>> Start MATERIAL SUPPLIED

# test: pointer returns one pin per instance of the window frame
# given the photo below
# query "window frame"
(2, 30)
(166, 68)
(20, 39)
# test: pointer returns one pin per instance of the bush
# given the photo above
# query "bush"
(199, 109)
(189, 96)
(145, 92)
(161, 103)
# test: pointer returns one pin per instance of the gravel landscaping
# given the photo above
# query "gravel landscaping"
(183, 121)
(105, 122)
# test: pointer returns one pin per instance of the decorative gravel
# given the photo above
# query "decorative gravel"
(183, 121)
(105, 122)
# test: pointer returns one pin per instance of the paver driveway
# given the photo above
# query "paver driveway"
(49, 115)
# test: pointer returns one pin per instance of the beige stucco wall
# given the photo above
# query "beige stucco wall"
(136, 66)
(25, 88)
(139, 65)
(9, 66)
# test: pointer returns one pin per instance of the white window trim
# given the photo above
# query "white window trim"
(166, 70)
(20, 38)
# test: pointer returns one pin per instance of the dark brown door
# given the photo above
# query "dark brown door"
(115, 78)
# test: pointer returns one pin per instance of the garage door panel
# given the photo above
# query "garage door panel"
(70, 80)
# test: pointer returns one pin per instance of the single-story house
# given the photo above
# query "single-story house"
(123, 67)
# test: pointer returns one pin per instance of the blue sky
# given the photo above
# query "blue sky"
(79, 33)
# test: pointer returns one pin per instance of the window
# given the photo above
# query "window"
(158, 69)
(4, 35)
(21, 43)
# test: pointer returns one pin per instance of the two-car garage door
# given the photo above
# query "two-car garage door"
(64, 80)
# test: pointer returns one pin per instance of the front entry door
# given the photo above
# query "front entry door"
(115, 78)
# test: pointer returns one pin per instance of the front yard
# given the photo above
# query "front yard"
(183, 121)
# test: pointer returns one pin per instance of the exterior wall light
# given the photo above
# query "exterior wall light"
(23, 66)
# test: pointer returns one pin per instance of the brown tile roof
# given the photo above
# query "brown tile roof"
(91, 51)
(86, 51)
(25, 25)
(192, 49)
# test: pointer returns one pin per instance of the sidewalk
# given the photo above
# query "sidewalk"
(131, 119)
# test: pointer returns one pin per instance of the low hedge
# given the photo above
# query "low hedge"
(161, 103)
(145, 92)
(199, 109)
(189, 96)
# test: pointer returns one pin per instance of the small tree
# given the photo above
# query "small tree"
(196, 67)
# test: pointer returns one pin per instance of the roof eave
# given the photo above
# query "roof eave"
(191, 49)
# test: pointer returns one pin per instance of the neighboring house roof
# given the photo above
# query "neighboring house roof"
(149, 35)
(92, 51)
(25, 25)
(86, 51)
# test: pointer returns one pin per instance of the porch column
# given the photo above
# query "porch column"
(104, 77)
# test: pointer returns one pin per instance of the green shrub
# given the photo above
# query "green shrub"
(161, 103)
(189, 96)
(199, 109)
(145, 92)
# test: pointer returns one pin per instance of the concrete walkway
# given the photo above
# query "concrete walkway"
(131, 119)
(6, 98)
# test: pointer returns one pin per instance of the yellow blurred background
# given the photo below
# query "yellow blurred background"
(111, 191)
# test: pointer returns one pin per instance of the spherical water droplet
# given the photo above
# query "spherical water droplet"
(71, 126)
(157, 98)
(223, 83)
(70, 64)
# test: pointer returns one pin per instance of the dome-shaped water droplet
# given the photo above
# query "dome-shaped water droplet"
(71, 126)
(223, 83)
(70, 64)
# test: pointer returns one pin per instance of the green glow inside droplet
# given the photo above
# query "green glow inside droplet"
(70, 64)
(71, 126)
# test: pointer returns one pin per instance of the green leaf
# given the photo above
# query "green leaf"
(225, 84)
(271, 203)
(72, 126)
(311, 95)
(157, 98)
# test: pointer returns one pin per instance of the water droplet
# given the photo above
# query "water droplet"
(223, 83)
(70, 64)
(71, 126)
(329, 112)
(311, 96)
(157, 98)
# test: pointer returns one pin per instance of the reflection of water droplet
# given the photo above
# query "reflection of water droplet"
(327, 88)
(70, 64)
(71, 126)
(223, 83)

>> End MATERIAL SUPPLIED

• _EXERCISE PROMPT_: Reproduce the full listing above, character for character.

• _THE COMPLETED TASK_:
# test: pointer returns one pin per instance of the window frame
# given the photo below
# query "window frame"
(2, 30)
(166, 68)
(20, 39)
# test: pointer returns one pin per instance of the bush
# given the photo above
# query "bush"
(199, 109)
(189, 96)
(145, 92)
(161, 103)
# test: pointer returns one pin per instance of the gravel landscaping
# given the photo above
# query "gravel landscaping"
(183, 121)
(105, 122)
# test: pointer returns one pin per instance of the decorative gravel
# given the photo above
# query "decorative gravel"
(183, 121)
(105, 122)
# test: pointer returns one pin per instance of the paver driveway
# given the photo above
# query "paver driveway"
(49, 115)
# test: pointer returns one pin per instance of the beige stucco wall
# given the photo above
# query "beige stucco wall"
(136, 66)
(25, 88)
(139, 65)
(9, 66)
# test: pointer returns one pin per instance of the white window trim
# given the photo above
# query "white window trim"
(166, 70)
(20, 38)
# test: pointer returns one pin per instance of the dark brown door
# given the photo above
# query "dark brown door"
(115, 78)
# test: pointer returns one pin per instance of the garage door panel
# given the photo above
# query "garage door panel"
(70, 80)
# test: pointer returns one pin per instance of the single-story house
# given the photo above
# query "single-story house"
(123, 67)
# test: pointer returns one pin per instance of the blue sky
# given the photo above
# query "blue sky"
(79, 33)
# test: pointer returns one pin per instance of the window
# given the photo above
# query "window"
(158, 69)
(4, 35)
(21, 43)
# test: pointer returns one pin per instance of the two-car garage door
# given the photo above
# query "two-car garage door"
(64, 80)
# test: pointer returns one pin per instance of the front entry door
# given the photo above
# query "front entry door"
(115, 78)
# test: pointer returns one pin per instance of the front yard
# given the photo above
# query "front yard"
(183, 121)
# test: pointer returns one pin per instance of the exterior wall light
# given the photo above
# query "exterior wall light"
(23, 66)
# test: pointer returns one pin per instance of the brown tile roof
# given the photo above
# query "brown tile roof"
(91, 51)
(86, 51)
(25, 25)
(192, 49)
# test: pointer returns one pin per instance of the sidewalk
# given the photo above
# query "sidewalk"
(131, 119)
# test: pointer returns one pin per instance of the low hedge
# given the photo above
# query "low hedge"
(161, 103)
(145, 92)
(199, 109)
(189, 96)
# test: pointer returns one pin per instance of the small tree
# given the photo above
# query "small tree"
(196, 67)
# test: pointer returns one pin per instance of the roof eave
# given the photo above
# query "roof eave"
(191, 49)
# test: pointer returns one pin per instance of the neighboring house roof
# given the photo above
# query "neighboring house roof"
(149, 35)
(92, 51)
(25, 25)
(86, 51)
# test: pointer returns one pin per instance of the porch column
# given the photo above
# query "porch column"
(104, 77)
# test: pointer returns one pin per instance of the green shrub
# given the photo above
# query "green shrub"
(161, 103)
(189, 96)
(199, 109)
(145, 92)
# test: pointer returns one pin per instance of the concrete walkway
# given the photo above
# query "concrete walkway"
(131, 119)
(6, 98)
# test: pointer returns one pin per instance of the yellow blurred background
# given the photo below
# query "yellow blurred background"
(111, 191)
# test: pointer returns one pin per instance of the spherical water droplet
# given the photo above
# query "spherical water droplet"
(71, 126)
(157, 98)
(223, 83)
(70, 64)
# test: pointer returns one pin per instance of the dome-shaped water droplet
# given the photo above
# query "dome-shaped water droplet"
(71, 126)
(223, 83)
(70, 64)
# test: pointer returns one pin per instance of the green glow inside droplet
# given the photo above
# query "green glow inside droplet"
(70, 64)
(71, 126)
# test: pointer returns one pin per instance of the green leaf
# given the photo above
# query "green leaf"
(225, 84)
(271, 203)
(72, 126)
(311, 95)
(157, 98)
# test: pointer returns one pin per instance of the water droplet
# given the photo above
# query "water droplet"
(223, 83)
(70, 64)
(71, 126)
(329, 112)
(311, 96)
(157, 98)
# test: pointer returns one pin per instance of the reflection of water droplet
# given the photo above
# query "reflection of water droplet"
(327, 88)
(70, 64)
(71, 126)
(223, 83)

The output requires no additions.